_Exercise brief_
Which lines in the rows below contain the word "knit"? List each of those lines in full, treating uppercase and lowercase as different.

_Pointing dataset rows_
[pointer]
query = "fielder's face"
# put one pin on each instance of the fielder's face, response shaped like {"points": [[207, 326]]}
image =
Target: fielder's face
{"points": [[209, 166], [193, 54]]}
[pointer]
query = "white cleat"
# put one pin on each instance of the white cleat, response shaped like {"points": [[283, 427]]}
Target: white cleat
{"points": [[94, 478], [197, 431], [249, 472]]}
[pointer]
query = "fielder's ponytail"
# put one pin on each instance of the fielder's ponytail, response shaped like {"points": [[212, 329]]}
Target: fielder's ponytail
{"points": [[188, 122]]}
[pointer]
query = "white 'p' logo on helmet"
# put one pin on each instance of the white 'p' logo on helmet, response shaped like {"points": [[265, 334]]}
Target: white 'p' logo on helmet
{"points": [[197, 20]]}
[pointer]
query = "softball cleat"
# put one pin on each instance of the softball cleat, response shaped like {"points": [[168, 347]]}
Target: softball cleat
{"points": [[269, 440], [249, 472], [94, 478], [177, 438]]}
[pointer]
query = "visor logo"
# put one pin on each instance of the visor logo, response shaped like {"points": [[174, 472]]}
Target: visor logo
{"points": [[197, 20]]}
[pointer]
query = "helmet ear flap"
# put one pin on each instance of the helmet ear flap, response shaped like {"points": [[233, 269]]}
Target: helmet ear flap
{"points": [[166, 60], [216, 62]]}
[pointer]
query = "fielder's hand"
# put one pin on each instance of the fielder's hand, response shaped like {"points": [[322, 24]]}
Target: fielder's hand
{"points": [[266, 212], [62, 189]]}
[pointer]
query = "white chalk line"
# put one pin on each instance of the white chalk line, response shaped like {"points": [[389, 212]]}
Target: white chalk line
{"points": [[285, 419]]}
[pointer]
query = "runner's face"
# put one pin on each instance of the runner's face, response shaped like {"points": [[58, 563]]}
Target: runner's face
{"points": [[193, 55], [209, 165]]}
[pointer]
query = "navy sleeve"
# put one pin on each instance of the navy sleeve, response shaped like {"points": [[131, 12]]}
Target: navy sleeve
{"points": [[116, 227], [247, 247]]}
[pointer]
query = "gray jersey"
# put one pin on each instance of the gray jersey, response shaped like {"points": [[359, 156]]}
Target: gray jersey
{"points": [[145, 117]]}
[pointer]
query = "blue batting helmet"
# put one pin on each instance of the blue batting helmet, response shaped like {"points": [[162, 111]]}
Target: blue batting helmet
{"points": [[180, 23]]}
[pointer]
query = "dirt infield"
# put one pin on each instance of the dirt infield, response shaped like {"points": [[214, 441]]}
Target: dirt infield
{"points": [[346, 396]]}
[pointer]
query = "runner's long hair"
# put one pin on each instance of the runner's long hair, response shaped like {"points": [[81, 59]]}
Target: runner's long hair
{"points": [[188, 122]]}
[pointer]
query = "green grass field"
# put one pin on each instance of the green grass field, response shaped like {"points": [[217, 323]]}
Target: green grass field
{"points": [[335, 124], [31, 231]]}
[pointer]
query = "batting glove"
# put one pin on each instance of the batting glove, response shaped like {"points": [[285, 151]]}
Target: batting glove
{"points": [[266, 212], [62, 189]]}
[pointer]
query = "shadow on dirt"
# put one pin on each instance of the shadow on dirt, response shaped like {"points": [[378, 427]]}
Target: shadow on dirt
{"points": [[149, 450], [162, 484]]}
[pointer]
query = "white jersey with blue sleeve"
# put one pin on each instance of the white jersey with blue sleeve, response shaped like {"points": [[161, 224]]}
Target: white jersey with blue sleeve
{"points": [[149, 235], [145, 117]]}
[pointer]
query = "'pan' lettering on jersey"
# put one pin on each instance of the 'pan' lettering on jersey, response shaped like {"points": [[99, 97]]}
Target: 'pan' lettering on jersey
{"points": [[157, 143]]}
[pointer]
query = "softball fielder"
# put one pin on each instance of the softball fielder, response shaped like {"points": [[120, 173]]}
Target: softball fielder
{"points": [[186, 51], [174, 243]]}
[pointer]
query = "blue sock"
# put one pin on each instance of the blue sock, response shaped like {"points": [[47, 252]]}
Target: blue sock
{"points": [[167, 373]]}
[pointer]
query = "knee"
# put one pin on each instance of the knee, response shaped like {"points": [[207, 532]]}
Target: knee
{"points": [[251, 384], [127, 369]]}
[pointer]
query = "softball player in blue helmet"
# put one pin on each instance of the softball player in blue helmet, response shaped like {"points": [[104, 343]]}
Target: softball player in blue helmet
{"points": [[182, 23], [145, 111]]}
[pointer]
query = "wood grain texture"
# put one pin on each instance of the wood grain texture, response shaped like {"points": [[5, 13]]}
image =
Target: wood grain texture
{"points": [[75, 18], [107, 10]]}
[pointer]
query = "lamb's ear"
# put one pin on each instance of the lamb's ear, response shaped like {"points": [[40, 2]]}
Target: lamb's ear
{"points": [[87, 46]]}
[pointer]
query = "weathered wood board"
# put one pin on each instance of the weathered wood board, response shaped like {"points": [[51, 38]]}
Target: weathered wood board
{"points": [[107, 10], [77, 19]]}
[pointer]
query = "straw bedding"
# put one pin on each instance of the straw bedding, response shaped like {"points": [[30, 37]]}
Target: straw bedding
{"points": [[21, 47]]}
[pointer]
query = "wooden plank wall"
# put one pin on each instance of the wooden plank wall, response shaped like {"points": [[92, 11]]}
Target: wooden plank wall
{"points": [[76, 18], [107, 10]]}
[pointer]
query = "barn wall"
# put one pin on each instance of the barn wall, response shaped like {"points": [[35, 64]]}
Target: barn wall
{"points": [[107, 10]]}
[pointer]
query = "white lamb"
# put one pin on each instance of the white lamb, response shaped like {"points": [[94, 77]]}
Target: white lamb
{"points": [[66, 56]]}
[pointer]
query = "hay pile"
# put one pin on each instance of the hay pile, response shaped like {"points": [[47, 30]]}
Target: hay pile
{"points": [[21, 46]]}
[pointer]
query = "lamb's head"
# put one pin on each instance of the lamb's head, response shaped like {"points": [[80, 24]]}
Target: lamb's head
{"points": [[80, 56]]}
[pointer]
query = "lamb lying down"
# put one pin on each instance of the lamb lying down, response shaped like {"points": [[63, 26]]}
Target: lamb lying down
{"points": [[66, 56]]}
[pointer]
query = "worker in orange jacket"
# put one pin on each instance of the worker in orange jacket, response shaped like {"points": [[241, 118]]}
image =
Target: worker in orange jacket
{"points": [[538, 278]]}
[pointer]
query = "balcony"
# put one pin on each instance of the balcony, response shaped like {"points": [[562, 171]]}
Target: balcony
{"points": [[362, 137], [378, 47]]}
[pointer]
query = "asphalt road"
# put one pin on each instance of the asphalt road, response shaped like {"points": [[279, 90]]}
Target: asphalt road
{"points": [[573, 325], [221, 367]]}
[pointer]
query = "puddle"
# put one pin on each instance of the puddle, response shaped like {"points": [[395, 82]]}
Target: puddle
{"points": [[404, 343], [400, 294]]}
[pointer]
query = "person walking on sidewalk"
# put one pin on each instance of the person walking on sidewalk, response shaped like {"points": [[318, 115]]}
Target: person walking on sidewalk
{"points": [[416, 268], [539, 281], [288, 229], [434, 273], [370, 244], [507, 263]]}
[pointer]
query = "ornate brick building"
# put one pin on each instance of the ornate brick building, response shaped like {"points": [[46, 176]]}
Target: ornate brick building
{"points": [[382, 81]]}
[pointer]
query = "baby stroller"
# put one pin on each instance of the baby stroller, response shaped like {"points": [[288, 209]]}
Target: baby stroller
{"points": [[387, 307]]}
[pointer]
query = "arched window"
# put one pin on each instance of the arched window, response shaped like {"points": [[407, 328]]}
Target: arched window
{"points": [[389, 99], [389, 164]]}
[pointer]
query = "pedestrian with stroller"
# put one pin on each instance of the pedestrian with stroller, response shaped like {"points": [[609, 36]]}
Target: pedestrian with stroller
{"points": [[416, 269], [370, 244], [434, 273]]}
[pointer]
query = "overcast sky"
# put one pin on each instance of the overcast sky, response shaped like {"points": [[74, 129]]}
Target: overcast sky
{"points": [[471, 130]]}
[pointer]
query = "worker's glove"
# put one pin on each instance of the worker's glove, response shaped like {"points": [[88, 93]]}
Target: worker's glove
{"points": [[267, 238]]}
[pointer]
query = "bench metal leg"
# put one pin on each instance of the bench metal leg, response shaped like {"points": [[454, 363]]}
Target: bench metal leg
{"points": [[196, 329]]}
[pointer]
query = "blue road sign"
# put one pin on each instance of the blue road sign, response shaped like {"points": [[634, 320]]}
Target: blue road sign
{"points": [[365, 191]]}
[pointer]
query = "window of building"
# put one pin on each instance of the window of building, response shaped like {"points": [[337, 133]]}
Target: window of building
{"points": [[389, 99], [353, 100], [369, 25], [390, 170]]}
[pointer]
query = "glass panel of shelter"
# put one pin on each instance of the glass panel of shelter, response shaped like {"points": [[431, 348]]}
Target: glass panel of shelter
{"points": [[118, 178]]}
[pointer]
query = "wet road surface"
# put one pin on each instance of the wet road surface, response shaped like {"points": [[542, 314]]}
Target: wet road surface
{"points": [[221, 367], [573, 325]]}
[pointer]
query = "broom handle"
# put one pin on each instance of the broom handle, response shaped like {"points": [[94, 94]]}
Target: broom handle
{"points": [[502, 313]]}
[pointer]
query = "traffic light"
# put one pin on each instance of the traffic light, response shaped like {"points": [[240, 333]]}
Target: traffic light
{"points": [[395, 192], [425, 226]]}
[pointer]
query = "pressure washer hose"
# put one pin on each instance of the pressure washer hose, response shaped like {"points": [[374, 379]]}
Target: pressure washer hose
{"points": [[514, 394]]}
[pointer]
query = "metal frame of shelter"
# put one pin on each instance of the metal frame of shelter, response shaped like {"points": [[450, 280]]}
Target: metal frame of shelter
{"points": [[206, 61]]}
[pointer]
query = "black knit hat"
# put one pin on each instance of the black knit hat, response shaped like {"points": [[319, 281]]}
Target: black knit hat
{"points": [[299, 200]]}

_Response below_
query = "black knit hat"
# put one pin on each instance of the black knit hat, response shaped like {"points": [[319, 281]]}
Target: black knit hat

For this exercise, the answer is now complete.